Image region outline entries:
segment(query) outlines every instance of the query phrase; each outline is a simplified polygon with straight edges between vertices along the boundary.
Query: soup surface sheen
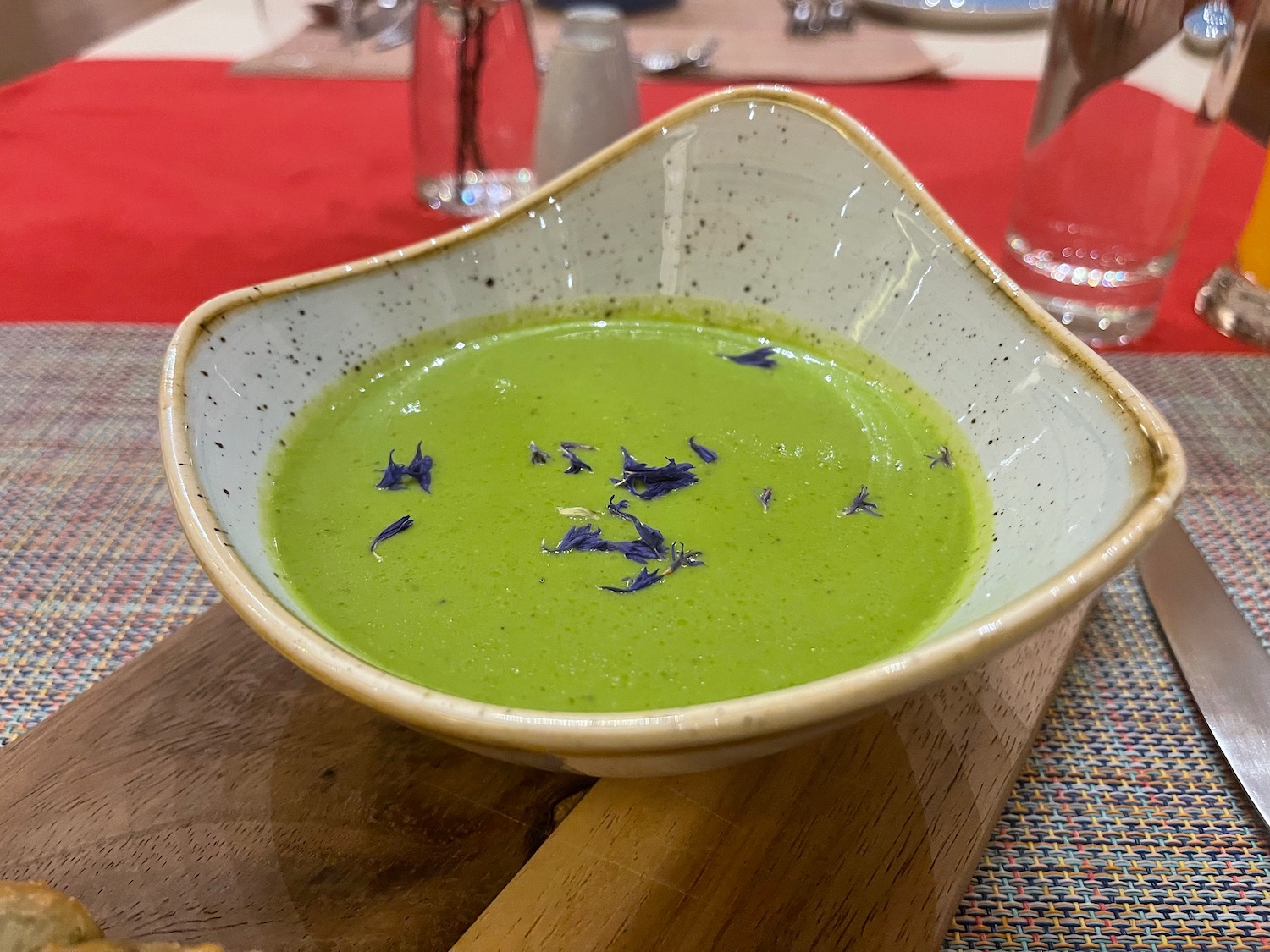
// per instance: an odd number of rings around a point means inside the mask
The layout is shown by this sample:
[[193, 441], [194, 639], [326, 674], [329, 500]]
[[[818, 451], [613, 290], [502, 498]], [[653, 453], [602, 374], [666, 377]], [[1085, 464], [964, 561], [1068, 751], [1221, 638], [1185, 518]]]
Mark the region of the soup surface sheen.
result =
[[[773, 368], [719, 357], [763, 345]], [[531, 463], [531, 440], [547, 463]], [[593, 471], [565, 473], [561, 440], [594, 446], [578, 451]], [[408, 463], [417, 443], [432, 491], [377, 489], [389, 451]], [[698, 482], [638, 499], [611, 482], [621, 447], [691, 462]], [[991, 545], [973, 451], [899, 371], [770, 312], [683, 298], [424, 334], [306, 406], [268, 470], [276, 571], [310, 623], [403, 678], [512, 707], [674, 707], [883, 659], [951, 613]], [[842, 514], [861, 486], [879, 515]], [[615, 593], [599, 586], [640, 565], [544, 551], [587, 523], [635, 539], [610, 496], [705, 565]], [[601, 515], [559, 512], [575, 506]], [[404, 515], [414, 524], [372, 553]]]

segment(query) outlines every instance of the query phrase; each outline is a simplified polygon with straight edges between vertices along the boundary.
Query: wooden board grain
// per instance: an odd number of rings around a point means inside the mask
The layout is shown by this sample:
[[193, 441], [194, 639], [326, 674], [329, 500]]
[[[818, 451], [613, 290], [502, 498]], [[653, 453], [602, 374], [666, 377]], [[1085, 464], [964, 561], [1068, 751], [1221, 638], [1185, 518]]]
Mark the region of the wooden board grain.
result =
[[0, 878], [121, 938], [441, 952], [589, 783], [380, 717], [218, 605], [0, 751]]
[[1085, 617], [784, 754], [601, 781], [455, 952], [935, 952]]
[[935, 952], [1078, 631], [773, 758], [592, 787], [392, 724], [217, 607], [0, 750], [0, 878], [230, 952]]

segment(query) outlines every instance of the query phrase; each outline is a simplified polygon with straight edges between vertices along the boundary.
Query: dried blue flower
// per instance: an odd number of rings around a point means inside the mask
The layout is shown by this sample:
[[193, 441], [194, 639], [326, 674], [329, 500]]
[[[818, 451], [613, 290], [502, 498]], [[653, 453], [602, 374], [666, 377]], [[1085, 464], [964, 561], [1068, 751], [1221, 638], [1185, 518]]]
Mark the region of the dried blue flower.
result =
[[565, 470], [566, 473], [582, 472], [583, 470], [591, 472], [591, 466], [572, 449], [565, 449], [564, 443], [560, 444], [560, 452], [569, 461], [569, 468]]
[[701, 552], [690, 551], [685, 547], [682, 542], [671, 543], [671, 567], [665, 570], [669, 575], [679, 569], [695, 569], [698, 565], [705, 565], [700, 559]]
[[547, 548], [546, 542], [544, 542], [542, 551], [555, 555], [570, 551], [607, 552], [608, 543], [599, 537], [599, 529], [587, 523], [585, 526], [570, 526], [569, 531], [564, 533], [564, 538], [560, 539], [560, 545], [555, 548]]
[[601, 585], [599, 588], [605, 592], [616, 592], [620, 595], [625, 595], [629, 592], [639, 592], [640, 589], [646, 589], [649, 585], [654, 585], [665, 578], [664, 572], [650, 572], [648, 569], [640, 569], [639, 575], [632, 575], [629, 579], [622, 579], [625, 585]]
[[405, 475], [405, 463], [394, 462], [392, 453], [396, 451], [389, 451], [389, 465], [384, 467], [384, 476], [376, 484], [375, 489], [398, 489], [401, 485], [401, 477]]
[[[616, 515], [618, 519], [625, 519], [626, 522], [629, 522], [631, 526], [635, 527], [635, 533], [639, 536], [640, 542], [643, 542], [644, 546], [646, 547], [646, 550], [649, 552], [652, 552], [650, 557], [652, 559], [662, 559], [662, 557], [664, 557], [665, 556], [665, 536], [663, 536], [660, 532], [658, 532], [657, 529], [654, 529], [652, 526], [648, 526], [648, 524], [640, 522], [640, 518], [638, 515], [635, 515], [634, 513], [627, 513], [626, 512], [626, 506], [627, 505], [629, 505], [629, 503], [625, 499], [621, 500], [620, 503], [617, 503], [617, 501], [615, 501], [613, 496], [608, 498], [608, 512], [612, 513], [613, 515]], [[627, 559], [630, 556], [627, 556]], [[635, 561], [639, 561], [639, 560], [636, 559]]]
[[776, 348], [773, 347], [761, 347], [745, 354], [719, 354], [719, 357], [733, 363], [739, 363], [742, 367], [765, 367], [771, 369], [776, 366], [776, 360], [772, 358], [775, 353]]
[[415, 444], [414, 459], [401, 472], [415, 480], [424, 493], [432, 493], [432, 457], [423, 454], [423, 443]]
[[926, 453], [925, 456], [931, 461], [931, 465], [926, 467], [927, 470], [933, 470], [936, 466], [946, 466], [950, 470], [952, 468], [952, 454], [949, 453], [947, 447], [940, 447], [940, 452], [935, 456], [931, 456], [930, 453]]
[[[378, 536], [376, 536], [375, 539], [371, 542], [371, 551], [375, 552], [375, 547], [377, 545], [380, 545], [380, 542], [384, 542], [385, 539], [390, 539], [394, 536], [400, 536], [403, 532], [405, 532], [406, 529], [409, 529], [411, 526], [414, 526], [414, 519], [411, 519], [409, 515], [403, 515], [396, 522], [389, 523], [389, 526], [384, 529], [384, 532], [381, 532]], [[378, 553], [376, 552], [376, 555], [378, 555]]]
[[622, 476], [610, 479], [615, 486], [621, 486], [639, 499], [657, 499], [677, 489], [691, 486], [697, 481], [692, 463], [677, 463], [671, 457], [665, 466], [649, 466], [626, 452], [622, 447]]
[[697, 443], [696, 437], [688, 437], [688, 446], [692, 448], [693, 453], [701, 457], [701, 462], [704, 463], [712, 463], [715, 459], [719, 458], [719, 454], [715, 451], [710, 449], [710, 447], [704, 447], [700, 443]]
[[617, 552], [620, 555], [626, 556], [632, 562], [639, 562], [640, 565], [645, 565], [646, 562], [655, 562], [664, 557], [662, 555], [658, 555], [657, 550], [654, 550], [646, 542], [638, 538], [629, 541], [624, 539], [620, 542], [606, 542], [605, 551]]
[[878, 504], [869, 501], [869, 487], [861, 486], [860, 491], [856, 493], [856, 498], [851, 500], [851, 505], [842, 510], [842, 515], [855, 515], [856, 513], [867, 513], [869, 515], [876, 515], [881, 518], [881, 513], [878, 512]]

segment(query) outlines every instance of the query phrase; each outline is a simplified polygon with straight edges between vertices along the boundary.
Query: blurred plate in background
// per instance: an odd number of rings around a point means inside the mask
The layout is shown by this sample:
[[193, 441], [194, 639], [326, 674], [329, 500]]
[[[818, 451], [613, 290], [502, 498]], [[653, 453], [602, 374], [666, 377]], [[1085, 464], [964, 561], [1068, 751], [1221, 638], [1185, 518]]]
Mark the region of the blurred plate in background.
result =
[[1044, 23], [1054, 0], [860, 0], [860, 5], [914, 27], [1012, 29]]

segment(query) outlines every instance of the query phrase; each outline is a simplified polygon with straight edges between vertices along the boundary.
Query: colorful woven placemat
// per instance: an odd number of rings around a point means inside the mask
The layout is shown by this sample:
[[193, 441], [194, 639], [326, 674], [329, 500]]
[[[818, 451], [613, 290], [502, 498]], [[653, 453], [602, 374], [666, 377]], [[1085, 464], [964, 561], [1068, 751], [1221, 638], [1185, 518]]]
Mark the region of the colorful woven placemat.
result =
[[[216, 598], [159, 465], [169, 334], [0, 326], [0, 741]], [[1184, 522], [1270, 631], [1270, 359], [1116, 364], [1181, 432]], [[1086, 632], [945, 948], [1270, 949], [1270, 836], [1233, 790], [1126, 572]]]

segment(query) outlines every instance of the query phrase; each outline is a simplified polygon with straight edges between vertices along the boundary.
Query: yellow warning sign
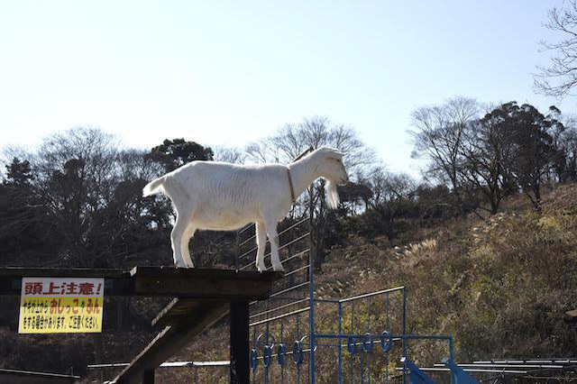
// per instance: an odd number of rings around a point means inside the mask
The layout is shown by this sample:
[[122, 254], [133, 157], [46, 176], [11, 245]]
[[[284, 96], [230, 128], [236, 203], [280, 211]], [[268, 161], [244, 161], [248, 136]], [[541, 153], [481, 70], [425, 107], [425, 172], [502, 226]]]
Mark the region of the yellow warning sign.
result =
[[19, 334], [100, 333], [104, 279], [23, 278]]

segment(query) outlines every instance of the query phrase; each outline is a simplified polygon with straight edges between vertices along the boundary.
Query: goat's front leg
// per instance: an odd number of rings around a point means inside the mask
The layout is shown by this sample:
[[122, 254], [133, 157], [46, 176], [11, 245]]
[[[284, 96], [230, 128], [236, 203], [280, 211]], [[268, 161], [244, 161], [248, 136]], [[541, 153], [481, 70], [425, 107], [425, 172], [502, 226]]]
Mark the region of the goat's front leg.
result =
[[275, 220], [266, 220], [264, 223], [270, 242], [270, 262], [272, 270], [277, 272], [284, 272], [280, 258], [279, 257], [279, 233], [277, 233], [277, 222]]
[[197, 228], [194, 226], [192, 223], [188, 223], [187, 229], [182, 234], [182, 243], [180, 244], [182, 251], [182, 261], [185, 265], [188, 268], [194, 268], [195, 264], [192, 262], [190, 259], [190, 251], [188, 251], [188, 243], [190, 242], [190, 238], [194, 236]]
[[267, 270], [264, 264], [264, 251], [267, 247], [267, 232], [264, 229], [264, 224], [261, 222], [256, 222], [256, 269], [259, 272]]

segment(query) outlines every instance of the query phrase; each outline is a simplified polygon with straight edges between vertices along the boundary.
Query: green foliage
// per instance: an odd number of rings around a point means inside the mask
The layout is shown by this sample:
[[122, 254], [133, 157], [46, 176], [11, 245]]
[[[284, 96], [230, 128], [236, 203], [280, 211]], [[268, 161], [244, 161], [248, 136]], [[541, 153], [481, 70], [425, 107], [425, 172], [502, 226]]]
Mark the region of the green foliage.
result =
[[165, 140], [161, 145], [151, 150], [147, 157], [164, 167], [167, 172], [176, 169], [190, 161], [212, 160], [213, 150], [195, 142], [184, 139]]

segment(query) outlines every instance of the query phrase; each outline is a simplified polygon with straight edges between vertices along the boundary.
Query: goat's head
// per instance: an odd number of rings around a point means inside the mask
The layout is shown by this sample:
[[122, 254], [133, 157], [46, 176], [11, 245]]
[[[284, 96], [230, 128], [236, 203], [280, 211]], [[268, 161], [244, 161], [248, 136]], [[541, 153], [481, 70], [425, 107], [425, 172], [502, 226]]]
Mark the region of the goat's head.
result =
[[343, 186], [349, 181], [343, 164], [343, 153], [328, 147], [321, 147], [315, 151], [318, 159], [317, 169], [320, 177], [326, 180], [326, 203], [330, 208], [336, 208], [339, 205], [339, 195], [336, 186]]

* Instructions to follow *
Rewrite the entries as a numbered list, from the start through the line containing "524], [372, 553]]]", omitting blank lines and leaving out the pictures.

* Response *
1. segment(query) outlines every instance of the query phrase; each outline is a simplified polygon with straight edges between vertices along the boundary.
2. Query: soup surface sheen
3. // per instance: an odd number of rings around a point means inside the mask
4. The layout is shown by this sample:
5. [[193, 441], [194, 639], [326, 674], [329, 500]]
6. [[[818, 451], [613, 290], [502, 498]], [[653, 453], [602, 374], [666, 377]], [[1085, 464], [964, 561], [1068, 751], [1221, 638], [1185, 518]]]
7. Mark the region of the soup surface sheen.
8. result =
9. [[[773, 368], [719, 357], [763, 345]], [[531, 463], [531, 440], [547, 463]], [[593, 471], [565, 473], [561, 440], [594, 446], [578, 451]], [[408, 463], [417, 443], [432, 491], [377, 489], [389, 451]], [[698, 482], [638, 499], [611, 482], [621, 447], [691, 462]], [[991, 545], [973, 451], [899, 371], [770, 312], [683, 298], [424, 334], [306, 406], [268, 470], [276, 571], [310, 623], [403, 678], [512, 707], [674, 707], [883, 659], [951, 613]], [[842, 514], [861, 486], [879, 515]], [[615, 593], [599, 586], [640, 565], [544, 551], [587, 523], [635, 539], [610, 496], [705, 565]], [[601, 515], [559, 512], [575, 506]], [[404, 515], [414, 524], [372, 553]]]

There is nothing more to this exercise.